++++ PASSAGE TO READ
Joseph Pope (Photo: WBUR) At around 10:30 p.m. on May 23, 1984, Bienvenido (Benny) DeJesus called 911 in Boston, Massachusetts, and said there had been a shooting at his home in the city’s Dorchester neighborhood.
He flagged down the dispatched police car and the officers and DeJesus went into the house, where they found DeJesus’s brother, 26-year-old Efrain DeJesus, bleeding from a shotgun wound to the chest. An ambulance took him to Boston City Hospital, where he was pronounced dead at 10:49 p.m.
An officer showed DeJesus a driver’s license in the name of Floyd Hamilton found at the crime scene. DeJesus said it was the man with the shotgun. DeJesus told police that a second man was present, Louis Jackson, whom he recognized from work. DeJesus said his brother had sold Jackson cocaine several times.
Police arrested Jackson on May 25, 1984, and learned his real name was Joseph Pope, and that he was 37 years old and had escaped from the Deer Island Prison in Boston Harbor in early May.
A week after Pope’s arrest, police arrested a man named Ricky Tisdale after they said they saw him carrying a shotgun as he left a house with two other men. A firearms technician with the Boston Police Department later tested the weapon and compared the spent shells against a spent shell found near DeJesus’s body. He reported that the shotgun was used in the murder.
Tisdale was arrested for possession of the shotgun. He died in June 1984.
++++++++
++++ GIVEN RECORDS
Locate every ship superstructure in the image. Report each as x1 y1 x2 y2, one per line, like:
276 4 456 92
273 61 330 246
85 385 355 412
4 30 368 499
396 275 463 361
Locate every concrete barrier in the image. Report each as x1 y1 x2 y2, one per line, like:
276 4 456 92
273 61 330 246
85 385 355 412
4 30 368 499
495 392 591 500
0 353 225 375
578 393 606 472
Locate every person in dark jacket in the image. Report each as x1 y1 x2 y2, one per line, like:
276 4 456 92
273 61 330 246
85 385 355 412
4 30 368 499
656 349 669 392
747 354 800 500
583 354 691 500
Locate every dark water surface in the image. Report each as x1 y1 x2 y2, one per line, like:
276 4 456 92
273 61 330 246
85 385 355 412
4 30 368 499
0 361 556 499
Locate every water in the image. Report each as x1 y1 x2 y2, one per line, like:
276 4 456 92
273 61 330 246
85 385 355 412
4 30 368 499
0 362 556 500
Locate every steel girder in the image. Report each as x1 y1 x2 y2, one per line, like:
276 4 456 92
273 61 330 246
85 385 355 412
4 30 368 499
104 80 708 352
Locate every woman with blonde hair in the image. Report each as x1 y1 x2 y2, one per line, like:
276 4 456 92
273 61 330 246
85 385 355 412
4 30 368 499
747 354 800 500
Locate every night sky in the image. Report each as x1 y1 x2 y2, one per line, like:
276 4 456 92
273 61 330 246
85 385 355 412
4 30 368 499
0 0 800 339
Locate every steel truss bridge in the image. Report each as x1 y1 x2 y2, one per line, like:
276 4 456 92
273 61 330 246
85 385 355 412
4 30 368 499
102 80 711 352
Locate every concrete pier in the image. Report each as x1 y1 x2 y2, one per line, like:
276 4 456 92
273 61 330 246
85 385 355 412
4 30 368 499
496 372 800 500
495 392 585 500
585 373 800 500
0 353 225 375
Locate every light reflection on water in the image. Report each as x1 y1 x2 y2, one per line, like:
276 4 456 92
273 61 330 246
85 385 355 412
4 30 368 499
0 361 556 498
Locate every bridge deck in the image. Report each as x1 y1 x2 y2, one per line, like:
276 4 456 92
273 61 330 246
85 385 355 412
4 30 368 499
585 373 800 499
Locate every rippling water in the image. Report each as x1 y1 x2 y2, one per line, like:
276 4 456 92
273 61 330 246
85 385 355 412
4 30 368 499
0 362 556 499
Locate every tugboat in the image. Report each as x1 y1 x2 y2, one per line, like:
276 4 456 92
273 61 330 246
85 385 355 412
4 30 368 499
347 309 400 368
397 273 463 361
++++++++
> **TASKS TO COMPLETE**:
1 > In the account of the 1984 Dorchester shooting, where had Joseph Pope escaped from in early May?
2 > Continue the account of the 1984 Dorchester shooting and the case against Joseph Pope, starting after its last sentence.

> **RESPONSES TO THE TASKS**:
1 > The Deer Island Prison in Boston Harbor.

2 >
Hamilton, whose real name was Albert Brown, was 32 years old, and was arrested September 17, 1984. At the time of his arrest, he was in possession of a .455 caliber Webley handgun.
The next day, he gave a statement to police, which said that on May 23, 1984, he went to see Benny DeJesus, not Efrain, to buy cocaine and discuss selling drugs for him. Brown said they drank a beer and then he went downstairs with Efrain. Brown said that as he walked out the door to leave, two Black men entered the apartment. One was Tisdale, who was holding a shotgun; the other was a man named Ricky Veil. Brown said that Efrain said something to the effect of “You are going to shoot me,” and the gun went off. Brown said he dropped his wallet and ran out the door.
Both Brown and Pope were charged with murder and armed robbery.
They were tried together, in Suffolk County Superior Court, in October 1985, but the judge declared a mistrial after the jury couldn’t reach a verdict. Their cases were then severed, and Pope’s second trial began on June 23, 1986.
Benny DeJesus testified that he was giving his two young children a bath when Brown and Pope arrived. He said that Efrain met the two defendants at the front door and brought them upstairs to a “drug room” to conduct a deal. After completing the transaction, Brown testified, Efrain left Pope upstairs and walked downstairs with Brown. DeJesus said he heard a scuffle and a shotgun blast and then heard his brother call out for help. Just then, Pope emerged from the drug room and held a gun to Benny DeJesus’s head. He testified that he told Pope, “Oh, no, not this. You’re going to have to shoot.” Brown then came upstairs, DeJesus said, holding the shotgun and told Pope that they needed to leave. As the men left, DeJesus said, Pope scooped up about $15 in change off of a table.
DeJesus testified that he got his kids out of the bathtub and ran down the stairs and saw his brother in a pool of blood. He then drove a short distance to his girlfriend’s house, left the children there, and returned to his house. He tried to move his brother but was unable and called 911.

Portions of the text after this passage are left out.